Report every line below that holds the word "brown".

---*---

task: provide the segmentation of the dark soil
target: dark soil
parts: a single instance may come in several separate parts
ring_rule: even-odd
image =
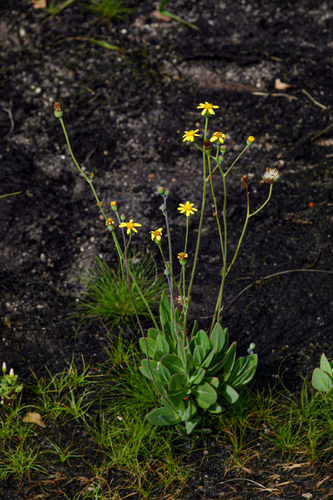
[[[322,352],[333,358],[332,11],[327,2],[308,0],[171,0],[168,9],[195,23],[200,29],[194,31],[155,19],[150,0],[132,7],[127,21],[110,29],[79,3],[46,20],[45,10],[28,1],[1,2],[0,195],[21,194],[0,199],[0,362],[26,383],[31,371],[37,376],[46,376],[46,368],[62,371],[72,354],[78,365],[83,355],[92,368],[107,359],[104,326],[98,321],[80,326],[71,315],[81,290],[78,273],[94,264],[95,254],[114,263],[115,252],[90,188],[68,154],[54,102],[64,109],[79,162],[95,172],[106,210],[117,200],[122,212],[142,224],[138,244],[164,225],[156,188],[170,188],[176,255],[185,231],[177,206],[189,199],[199,208],[202,184],[202,156],[182,142],[182,134],[202,129],[197,106],[208,101],[220,106],[210,130],[227,134],[226,164],[249,135],[256,137],[228,176],[230,256],[246,213],[241,177],[255,175],[250,198],[255,210],[268,193],[268,186],[258,183],[265,169],[280,171],[271,202],[251,219],[229,275],[223,324],[239,355],[250,342],[257,345],[253,388],[267,387],[283,373],[286,387],[296,392],[301,375],[319,365]],[[275,89],[276,79],[291,87]],[[217,175],[215,183],[221,206]],[[210,324],[221,270],[213,211],[209,194],[192,294],[192,317],[203,328]],[[192,216],[189,261],[197,224]],[[286,271],[292,272],[279,274]],[[265,278],[272,274],[277,275]],[[267,471],[257,464],[246,477],[269,488],[279,463],[272,457]],[[221,485],[223,453],[213,451],[180,498],[273,500],[276,493],[301,499],[309,491],[313,498],[330,498],[331,480],[316,489],[321,476],[305,468],[303,478],[296,478],[295,470],[281,474],[281,482],[290,482],[277,493],[257,492],[245,480]],[[32,499],[43,492],[43,498],[62,500],[61,491],[70,498],[79,491],[66,481],[63,490],[29,482],[19,492],[18,487],[18,481],[1,483],[1,499]]]

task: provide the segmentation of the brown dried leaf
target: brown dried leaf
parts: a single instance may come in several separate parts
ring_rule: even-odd
[[[289,83],[281,82],[280,78],[277,78],[275,80],[275,88],[277,90],[286,90],[286,89],[289,89],[290,87],[293,87],[293,85],[289,85]]]
[[[23,419],[23,422],[28,422],[30,424],[37,424],[39,427],[45,427],[42,416],[39,413],[29,412]]]
[[[166,23],[169,23],[171,21],[171,17],[161,14],[159,10],[154,10],[152,15],[155,17],[155,19],[158,19],[159,21],[165,21]]]
[[[47,7],[46,0],[32,0],[34,9],[45,9]]]

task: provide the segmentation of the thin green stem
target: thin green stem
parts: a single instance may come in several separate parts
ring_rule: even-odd
[[[206,137],[207,137],[207,128],[208,128],[208,117],[206,116],[204,140],[206,140]],[[201,240],[203,218],[204,218],[204,212],[205,212],[206,195],[207,195],[206,154],[204,152],[202,154],[203,154],[203,189],[202,189],[201,214],[200,214],[200,222],[199,222],[199,229],[198,229],[197,246],[196,246],[196,249],[195,249],[195,255],[194,255],[194,261],[193,261],[193,267],[192,267],[190,284],[189,284],[188,291],[187,291],[188,298],[190,298],[190,296],[191,296],[191,290],[192,290],[192,286],[193,286],[193,280],[194,280],[195,270],[196,270],[196,267],[197,267],[197,260],[198,260],[199,249],[200,249],[200,240]]]
[[[221,168],[221,165],[218,164],[220,173],[222,176],[223,180],[223,226],[224,226],[224,252],[223,252],[223,269],[222,269],[222,281],[221,281],[221,286],[219,290],[219,295],[217,298],[216,306],[215,306],[215,311],[214,311],[214,316],[212,320],[212,324],[210,327],[210,334],[213,331],[214,325],[215,325],[215,320],[217,317],[217,321],[220,320],[220,311],[221,311],[221,304],[223,300],[223,291],[224,291],[224,283],[227,277],[227,243],[228,243],[228,231],[227,231],[227,215],[226,215],[226,208],[227,208],[227,184],[226,184],[226,174],[223,173],[223,170]]]
[[[241,156],[243,156],[243,154],[245,153],[245,151],[246,151],[246,150],[248,150],[250,146],[251,146],[251,144],[250,144],[250,145],[247,145],[247,146],[243,149],[243,151],[242,151],[242,152],[241,152],[241,153],[237,156],[236,160],[232,163],[232,165],[228,168],[228,170],[226,171],[226,173],[225,173],[224,175],[227,175],[227,174],[230,172],[230,170],[231,170],[231,169],[234,167],[234,165],[238,162],[239,158],[240,158]]]
[[[217,228],[218,228],[219,236],[220,236],[220,245],[221,245],[221,250],[222,250],[222,258],[224,260],[223,236],[222,236],[222,231],[221,231],[221,226],[220,226],[219,215],[218,215],[218,211],[217,211],[217,201],[216,201],[216,197],[215,197],[215,193],[214,193],[212,169],[211,169],[211,166],[210,166],[210,158],[209,158],[209,156],[208,156],[208,170],[209,170],[210,189],[212,191],[213,202],[214,202],[214,207],[215,207],[215,217],[216,217]]]
[[[249,193],[248,193],[248,187],[246,186],[246,204],[247,204],[247,209],[246,209],[246,219],[245,219],[245,223],[244,223],[244,227],[243,227],[243,231],[242,231],[242,234],[239,238],[239,241],[238,241],[238,245],[237,245],[237,248],[236,248],[236,251],[235,251],[235,255],[228,267],[228,271],[227,271],[227,274],[229,274],[229,271],[230,269],[232,268],[232,266],[234,265],[235,263],[235,260],[237,258],[237,255],[238,255],[238,252],[239,252],[239,249],[240,249],[240,246],[242,244],[242,241],[243,241],[243,238],[244,238],[244,235],[245,235],[245,231],[246,231],[246,228],[247,228],[247,224],[249,222],[249,219],[250,217],[252,217],[253,215],[256,215],[258,212],[260,212],[260,210],[262,210],[264,208],[265,205],[267,205],[267,203],[269,202],[269,200],[271,199],[271,196],[272,196],[272,191],[273,191],[273,184],[271,184],[269,186],[269,194],[268,194],[268,197],[267,197],[267,200],[265,201],[265,203],[263,203],[261,205],[260,208],[258,208],[258,210],[256,210],[255,212],[253,212],[252,214],[250,214],[250,203],[249,203]]]

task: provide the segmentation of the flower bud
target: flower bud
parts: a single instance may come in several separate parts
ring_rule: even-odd
[[[157,192],[158,192],[158,194],[164,194],[164,188],[162,186],[159,186],[157,188]]]
[[[3,374],[6,375],[7,366],[6,366],[5,362],[2,363],[2,371],[3,371]]]
[[[111,208],[112,208],[112,210],[114,210],[115,212],[117,212],[118,207],[117,207],[117,202],[116,201],[111,201]]]
[[[121,218],[121,220],[122,220],[123,222],[125,222],[125,220],[126,220],[126,215],[125,215],[125,214],[121,214],[120,218]]]
[[[227,146],[221,146],[220,147],[220,153],[221,153],[222,156],[226,154],[227,149],[228,149]]]
[[[251,146],[255,141],[255,138],[253,137],[253,135],[250,135],[250,137],[247,138],[247,145],[248,146]]]
[[[10,369],[9,377],[10,377],[10,380],[13,380],[13,378],[14,378],[14,370],[13,370],[13,368]]]
[[[250,349],[251,351],[254,351],[256,348],[256,345],[252,342],[252,344],[250,344]]]
[[[170,276],[170,271],[169,271],[169,269],[164,269],[164,274],[165,274],[165,276]]]
[[[55,102],[54,103],[54,116],[56,118],[62,118],[63,117],[63,110],[61,109],[60,103]]]
[[[169,194],[170,194],[170,189],[168,188],[164,189],[164,195],[169,196]]]
[[[99,201],[99,202],[97,203],[97,206],[98,206],[98,207],[102,207],[103,205],[104,205],[104,203],[103,203],[102,201]]]
[[[162,203],[162,205],[160,206],[160,210],[162,210],[162,212],[164,212],[166,210],[166,204],[165,203]]]

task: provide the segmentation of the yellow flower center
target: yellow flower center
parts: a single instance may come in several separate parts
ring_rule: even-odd
[[[184,207],[183,207],[183,209],[184,209],[185,211],[187,211],[187,210],[192,210],[192,205],[191,205],[191,203],[186,202],[186,203],[185,203],[185,205],[184,205]]]
[[[134,227],[134,222],[127,222],[128,229],[133,229],[133,227]]]

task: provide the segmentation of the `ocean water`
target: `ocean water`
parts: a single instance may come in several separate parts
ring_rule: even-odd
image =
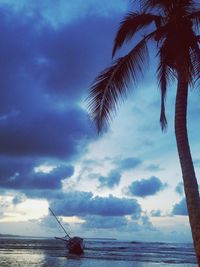
[[[81,256],[70,255],[62,241],[1,238],[0,267],[196,267],[192,244],[86,240]]]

---*---

**Task output**
task: provide the segmentation of the brown dried leaf
target: brown dried leaf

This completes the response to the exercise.